# Consigne a:
Réécrivez le passage du billet qui commence à « Un mariage et » et se termine à « à son insu. », en remplaçant « démocratie » par « république ».

━━ Texte extrait ━━

Un mariage et quatre enterrements
Avertissement au lecteur. Ce billet tente d’exprimer le ressenti d’une étrange atmosphère en cette année 2008 commençante, ainsi qu’un constat sur la démocratie et quatre de ces piliers, qui, vacillants, seront présentés sous l’angle d’un enterrement dans un style caricatural à l’excès, le tout en relation avec ce mariage annoncé de Carla Bruni et Nicolas Sarkozy. Afin qu’il n’y ait pas de contresens, précisons que Sarkozy n’est pas responsable de la situation problématique de la démocratie. Il ne fait que surfer avec aisance sur une conjoncture vieille de deux décennies ; mais nulle réjouissance en perspective pour les citoyens français. En guise de facétie, cette photo de Sarkozy (se) contemplant (dans) la croix de Lorraine et se voyant en sauveur de la France alors qu’on pourrait l’imaginer tel un Néron jouant avec le feu à son insu.

━━━

# Consigne b:
Présentez en tableau Markdown les lignes des données, en commençant par celle qui contient « Confirm that each instance of the dense » et en terminant par celle qui contient « pixel 178 151 ». Utilisez les colonnes « Numéro » et « Ligne », et omettez les lignes vides.

━━ Extraits de données ━━

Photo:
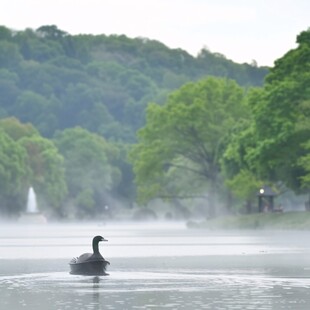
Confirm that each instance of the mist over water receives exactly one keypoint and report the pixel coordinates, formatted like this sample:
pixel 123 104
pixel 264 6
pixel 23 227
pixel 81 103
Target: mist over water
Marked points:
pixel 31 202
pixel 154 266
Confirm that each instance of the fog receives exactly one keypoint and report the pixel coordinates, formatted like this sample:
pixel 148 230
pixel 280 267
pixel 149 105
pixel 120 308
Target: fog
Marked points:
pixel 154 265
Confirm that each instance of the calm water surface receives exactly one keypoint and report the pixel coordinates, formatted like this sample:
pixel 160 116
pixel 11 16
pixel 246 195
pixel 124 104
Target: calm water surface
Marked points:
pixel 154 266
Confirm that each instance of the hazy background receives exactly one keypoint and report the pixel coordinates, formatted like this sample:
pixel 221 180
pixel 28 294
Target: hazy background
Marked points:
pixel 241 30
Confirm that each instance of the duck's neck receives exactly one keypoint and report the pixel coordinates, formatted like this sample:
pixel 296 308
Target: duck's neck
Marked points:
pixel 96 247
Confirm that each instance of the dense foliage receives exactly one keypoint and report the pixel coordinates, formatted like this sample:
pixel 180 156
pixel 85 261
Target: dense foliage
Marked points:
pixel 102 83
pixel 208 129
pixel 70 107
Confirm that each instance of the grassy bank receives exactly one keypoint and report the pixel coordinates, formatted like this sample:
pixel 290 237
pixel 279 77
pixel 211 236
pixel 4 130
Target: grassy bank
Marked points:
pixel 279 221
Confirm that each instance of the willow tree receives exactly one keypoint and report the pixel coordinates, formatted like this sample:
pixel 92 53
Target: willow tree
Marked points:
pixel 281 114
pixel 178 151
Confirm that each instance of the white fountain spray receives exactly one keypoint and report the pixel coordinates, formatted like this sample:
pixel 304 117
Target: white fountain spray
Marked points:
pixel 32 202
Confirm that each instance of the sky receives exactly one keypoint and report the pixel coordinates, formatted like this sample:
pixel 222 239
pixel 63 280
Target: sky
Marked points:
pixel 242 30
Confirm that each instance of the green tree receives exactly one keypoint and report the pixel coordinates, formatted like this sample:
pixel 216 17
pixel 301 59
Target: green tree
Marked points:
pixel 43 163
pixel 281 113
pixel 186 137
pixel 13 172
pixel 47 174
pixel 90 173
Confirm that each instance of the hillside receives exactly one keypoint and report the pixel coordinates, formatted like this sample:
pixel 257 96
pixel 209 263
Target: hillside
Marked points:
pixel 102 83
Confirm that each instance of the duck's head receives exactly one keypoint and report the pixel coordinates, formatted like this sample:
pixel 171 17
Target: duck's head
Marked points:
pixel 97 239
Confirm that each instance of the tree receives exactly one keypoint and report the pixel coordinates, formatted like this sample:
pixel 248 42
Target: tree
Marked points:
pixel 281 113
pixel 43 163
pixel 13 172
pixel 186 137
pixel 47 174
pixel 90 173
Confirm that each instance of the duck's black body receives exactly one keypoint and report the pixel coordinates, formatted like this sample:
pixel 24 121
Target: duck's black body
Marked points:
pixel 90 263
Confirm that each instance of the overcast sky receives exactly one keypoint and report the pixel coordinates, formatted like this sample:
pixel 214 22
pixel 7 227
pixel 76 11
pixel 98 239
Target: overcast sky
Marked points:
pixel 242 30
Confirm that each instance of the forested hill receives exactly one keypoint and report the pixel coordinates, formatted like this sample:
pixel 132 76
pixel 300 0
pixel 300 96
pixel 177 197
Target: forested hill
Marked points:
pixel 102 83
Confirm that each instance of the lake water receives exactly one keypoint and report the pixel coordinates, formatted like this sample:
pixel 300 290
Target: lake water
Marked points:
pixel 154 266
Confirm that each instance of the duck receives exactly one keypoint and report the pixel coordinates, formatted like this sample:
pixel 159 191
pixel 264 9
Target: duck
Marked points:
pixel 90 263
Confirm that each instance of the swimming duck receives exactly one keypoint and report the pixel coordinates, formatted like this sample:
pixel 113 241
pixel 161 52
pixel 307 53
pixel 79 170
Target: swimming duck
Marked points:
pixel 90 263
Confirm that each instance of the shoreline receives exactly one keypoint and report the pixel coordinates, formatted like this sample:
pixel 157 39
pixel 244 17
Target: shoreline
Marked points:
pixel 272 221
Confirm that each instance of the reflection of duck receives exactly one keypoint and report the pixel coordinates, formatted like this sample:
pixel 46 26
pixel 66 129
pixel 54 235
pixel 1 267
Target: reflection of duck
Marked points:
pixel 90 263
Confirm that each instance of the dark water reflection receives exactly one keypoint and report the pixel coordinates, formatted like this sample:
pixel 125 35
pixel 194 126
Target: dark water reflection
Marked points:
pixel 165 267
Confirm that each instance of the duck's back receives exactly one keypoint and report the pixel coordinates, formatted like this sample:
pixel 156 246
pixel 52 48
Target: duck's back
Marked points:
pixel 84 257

━━━

# Réponse a:
Un mariage et quatre enterrements
Avertissement au lecteur. Ce billet tente d’exprimer le ressenti d’une étrange atmosphère en cette année 2008 commençante, ainsi qu’un constat sur la république et quatre de ces piliers, qui, vacillants, seront présentés sous l’angle d’un enterrement dans un style caricatural à l’excès, le tout en relation avec ce mariage annoncé de Carla Bruni et Nicolas Sarkozy. Afin qu’il n’y ait pas de contresens, précisons que Sarkozy n’est pas responsable de la situation problématique de la république. Il ne fait que surfer avec aisance sur une conjoncture vieille de deux décennies ; mais nulle réjouissance en perspective pour les citoyens français. En guise de facétie, cette photo de Sarkozy (se) contemplant (dans) la croix de Lorraine et se voyant en sauveur de la France alors qu’on pourrait l’imaginer tel un Néron jouant avec le feu à son insu.

# Réponse b:
| Numéro | Ligne |
|---|---|
| 1 | Confirm that each instance of the dense foliage receives exactly one keypoint and report the pixel coordinates, formatted like this sample: |
| 2 | pixel 180 156 |
| 3 | pixel 85 261 |
| 4 | Target: dense foliage |
| 5 | Marked points: |
| 6 | pixel 102 83 |
| 7 | pixel 208 129 |
| 8 | pixel 70 107 |
| 9 | Confirm that each instance of the grassy bank receives exactly one keypoint and report the pixel coordinates, formatted like this sample: |
| 10 | pixel 290 237 |
| 11 | pixel 279 77 |
| 12 | pixel 211 236 |
| 13 | pixel 4 130 |
| 14 | Target: grassy bank |
| 15 | Marked points: |
| 16 | pixel 279 221 |
| 17 | Confirm that each instance of the willow tree receives exactly one keypoint and report the pixel coordinates, formatted like this sample: |
| 18 | pixel 92 53 |
| 19 | Target: willow tree |
| 20 | Marked points: |
| 21 | pixel 281 114 |
| 22 | pixel 178 151 |